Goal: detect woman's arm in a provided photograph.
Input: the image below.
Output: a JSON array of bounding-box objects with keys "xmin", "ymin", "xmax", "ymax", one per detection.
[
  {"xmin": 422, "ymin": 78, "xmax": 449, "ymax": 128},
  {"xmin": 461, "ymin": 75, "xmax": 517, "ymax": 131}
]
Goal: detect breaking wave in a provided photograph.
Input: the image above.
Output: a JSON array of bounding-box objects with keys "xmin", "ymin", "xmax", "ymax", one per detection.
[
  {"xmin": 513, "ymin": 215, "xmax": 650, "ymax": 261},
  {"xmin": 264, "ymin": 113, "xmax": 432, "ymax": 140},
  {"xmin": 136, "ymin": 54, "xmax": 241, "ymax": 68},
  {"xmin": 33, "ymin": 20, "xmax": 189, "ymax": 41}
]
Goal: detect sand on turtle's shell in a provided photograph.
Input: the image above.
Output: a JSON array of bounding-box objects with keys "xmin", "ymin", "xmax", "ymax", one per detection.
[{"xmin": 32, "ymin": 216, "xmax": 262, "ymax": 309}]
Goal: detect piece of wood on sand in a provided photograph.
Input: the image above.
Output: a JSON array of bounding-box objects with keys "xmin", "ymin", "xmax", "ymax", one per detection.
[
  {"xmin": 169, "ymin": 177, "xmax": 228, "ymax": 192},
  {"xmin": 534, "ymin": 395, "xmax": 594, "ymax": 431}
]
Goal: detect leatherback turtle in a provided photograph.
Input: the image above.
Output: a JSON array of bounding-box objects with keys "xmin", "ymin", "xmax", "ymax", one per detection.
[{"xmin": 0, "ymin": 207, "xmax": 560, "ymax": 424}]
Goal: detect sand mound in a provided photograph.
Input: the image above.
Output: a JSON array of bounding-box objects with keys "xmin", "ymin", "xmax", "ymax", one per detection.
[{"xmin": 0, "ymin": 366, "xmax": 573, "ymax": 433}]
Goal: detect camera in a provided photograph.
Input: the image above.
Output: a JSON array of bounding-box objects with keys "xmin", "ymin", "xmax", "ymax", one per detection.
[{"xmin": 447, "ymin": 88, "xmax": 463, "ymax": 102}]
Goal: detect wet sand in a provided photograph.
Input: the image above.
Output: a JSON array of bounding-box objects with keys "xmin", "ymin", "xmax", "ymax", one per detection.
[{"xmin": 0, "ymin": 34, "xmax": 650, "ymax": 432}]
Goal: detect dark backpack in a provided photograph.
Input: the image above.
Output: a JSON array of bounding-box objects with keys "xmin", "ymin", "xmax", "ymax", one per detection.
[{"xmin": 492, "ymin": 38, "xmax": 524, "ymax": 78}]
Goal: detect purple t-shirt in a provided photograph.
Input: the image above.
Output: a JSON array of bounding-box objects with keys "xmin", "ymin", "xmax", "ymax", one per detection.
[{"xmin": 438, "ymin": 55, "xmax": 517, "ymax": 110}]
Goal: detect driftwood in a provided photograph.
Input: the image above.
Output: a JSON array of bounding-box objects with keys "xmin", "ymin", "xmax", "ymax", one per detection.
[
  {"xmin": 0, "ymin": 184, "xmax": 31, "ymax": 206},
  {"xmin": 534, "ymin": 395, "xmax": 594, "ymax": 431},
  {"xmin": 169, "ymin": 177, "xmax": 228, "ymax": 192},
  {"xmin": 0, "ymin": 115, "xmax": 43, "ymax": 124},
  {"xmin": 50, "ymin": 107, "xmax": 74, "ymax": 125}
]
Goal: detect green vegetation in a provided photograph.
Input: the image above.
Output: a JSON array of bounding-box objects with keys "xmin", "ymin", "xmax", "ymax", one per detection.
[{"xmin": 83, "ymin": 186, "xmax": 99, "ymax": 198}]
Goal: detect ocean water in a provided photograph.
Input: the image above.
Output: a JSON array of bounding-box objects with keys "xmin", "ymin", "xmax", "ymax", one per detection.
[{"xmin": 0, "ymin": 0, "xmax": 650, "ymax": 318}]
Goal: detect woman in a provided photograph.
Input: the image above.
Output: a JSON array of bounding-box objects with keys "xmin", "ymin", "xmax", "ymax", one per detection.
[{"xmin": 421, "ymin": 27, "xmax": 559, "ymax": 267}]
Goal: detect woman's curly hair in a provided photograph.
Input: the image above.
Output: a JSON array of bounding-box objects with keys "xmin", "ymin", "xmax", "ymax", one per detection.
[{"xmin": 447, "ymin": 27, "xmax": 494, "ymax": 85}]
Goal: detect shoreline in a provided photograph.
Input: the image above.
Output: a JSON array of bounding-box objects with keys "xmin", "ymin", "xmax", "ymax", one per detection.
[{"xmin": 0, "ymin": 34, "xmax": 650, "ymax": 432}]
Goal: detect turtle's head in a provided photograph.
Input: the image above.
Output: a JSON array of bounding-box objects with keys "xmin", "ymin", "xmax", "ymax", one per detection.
────────────────────────────────────────
WORK INSTRUCTIONS —
Please set down all the data word for word.

OUTPUT FOR THIS TASK —
Goal: detect woman's arm in a provided photograph.
Input: the image below.
Output: a JSON array of bounding-box objects with keys "xmin", "ymin", "xmax", "ymax", one per detection.
[
  {"xmin": 422, "ymin": 78, "xmax": 449, "ymax": 128},
  {"xmin": 461, "ymin": 75, "xmax": 517, "ymax": 131}
]
Goal: detect breaking wave in a provided photograph.
Input: the image above.
Output: a JSON array of bounding-box objects with keys "xmin", "ymin", "xmax", "ymax", one per detection.
[
  {"xmin": 513, "ymin": 215, "xmax": 650, "ymax": 261},
  {"xmin": 264, "ymin": 113, "xmax": 432, "ymax": 140},
  {"xmin": 136, "ymin": 54, "xmax": 241, "ymax": 68},
  {"xmin": 33, "ymin": 20, "xmax": 189, "ymax": 41}
]
Goal: detect sand on turtle's shell in a provided photograph.
Input: the image above.
Output: a JSON array of bounding-box objects with keys "xmin", "ymin", "xmax", "ymax", one per detection.
[{"xmin": 32, "ymin": 216, "xmax": 262, "ymax": 309}]
Goal: detect piece of wood on sand in a provided photograph.
Input: the image above.
Output: a JSON array of bounding-box objects with keys "xmin", "ymin", "xmax", "ymax", one per detection.
[
  {"xmin": 169, "ymin": 177, "xmax": 228, "ymax": 192},
  {"xmin": 534, "ymin": 395, "xmax": 594, "ymax": 431}
]
Goal: detect leatherback turtle in a provided photograph.
Input: the image above.
Output: a JSON array of bounding-box objects with keys "xmin", "ymin", "xmax", "ymax", one per detection.
[{"xmin": 0, "ymin": 207, "xmax": 560, "ymax": 424}]
Goal: detect sand mound in a provided photograph.
Input: the image above.
Output: a JSON array of bounding-box objects with keys "xmin", "ymin", "xmax", "ymax", one per detection.
[{"xmin": 0, "ymin": 366, "xmax": 573, "ymax": 433}]
Goal: detect camera in a provided photograph.
Input: the image above.
Output: a JSON array of bounding-box objects with keys "xmin", "ymin", "xmax", "ymax", one per detection.
[{"xmin": 447, "ymin": 88, "xmax": 463, "ymax": 102}]
Goal: detect wet sand in a provided photograph.
Input: the image above.
Output: a JSON array of bounding-box objects with keys "xmin", "ymin", "xmax", "ymax", one per detection.
[{"xmin": 0, "ymin": 34, "xmax": 650, "ymax": 432}]
Goal: detect dark backpack in a provided photograph.
Input: the image above.
Output: a JSON array of bounding-box objects with keys "xmin", "ymin", "xmax", "ymax", one per detection.
[{"xmin": 492, "ymin": 38, "xmax": 524, "ymax": 78}]
Goal: detect purple t-shirt in a provided photograph.
Input: the image above.
Output: a JSON array of bounding-box objects with keys "xmin", "ymin", "xmax", "ymax", one per detection.
[{"xmin": 438, "ymin": 55, "xmax": 517, "ymax": 110}]
Goal: detect driftwood in a provided photograph.
Input: the image above.
Output: a JSON array of bounding-box objects with keys "xmin", "ymin", "xmax", "ymax", one per detection.
[
  {"xmin": 0, "ymin": 184, "xmax": 31, "ymax": 206},
  {"xmin": 534, "ymin": 395, "xmax": 594, "ymax": 431},
  {"xmin": 169, "ymin": 177, "xmax": 228, "ymax": 192},
  {"xmin": 0, "ymin": 115, "xmax": 43, "ymax": 124},
  {"xmin": 50, "ymin": 107, "xmax": 74, "ymax": 125}
]
Goal: detect green vegetation in a provided photograph.
Input: the image above.
Output: a JSON array of bounding-box objects with keys "xmin", "ymin", "xmax", "ymax", one per detection.
[{"xmin": 83, "ymin": 186, "xmax": 99, "ymax": 198}]
Goal: detect ocean water in a provided photograph.
Input: the image above.
Output: a JSON array of bounding-box objects with keys "xmin", "ymin", "xmax", "ymax", one per detection.
[{"xmin": 0, "ymin": 0, "xmax": 650, "ymax": 318}]
Goal: detect woman in a provided photograph.
Input: the image above.
Output: a JSON array of bounding-box objects with keys "xmin", "ymin", "xmax", "ymax", one per detection.
[{"xmin": 421, "ymin": 27, "xmax": 559, "ymax": 267}]
Goal: detect woman's curly hair in a provided photograph.
Input: the image above.
Output: a JSON array of bounding-box objects with keys "xmin", "ymin", "xmax", "ymax", one per detection.
[{"xmin": 447, "ymin": 27, "xmax": 494, "ymax": 85}]
Goal: detect shoreline in a provided photograph.
Input: the image above.
Output: a JSON array of bounding-box objects with keys "xmin", "ymin", "xmax", "ymax", one per detection.
[{"xmin": 0, "ymin": 34, "xmax": 650, "ymax": 432}]
Goal: detect turtle's head in a provided photograph.
Input: the image above.
Output: a JSON array of bounding-box objects with keys "xmin", "ymin", "xmax", "ymax", one per detection.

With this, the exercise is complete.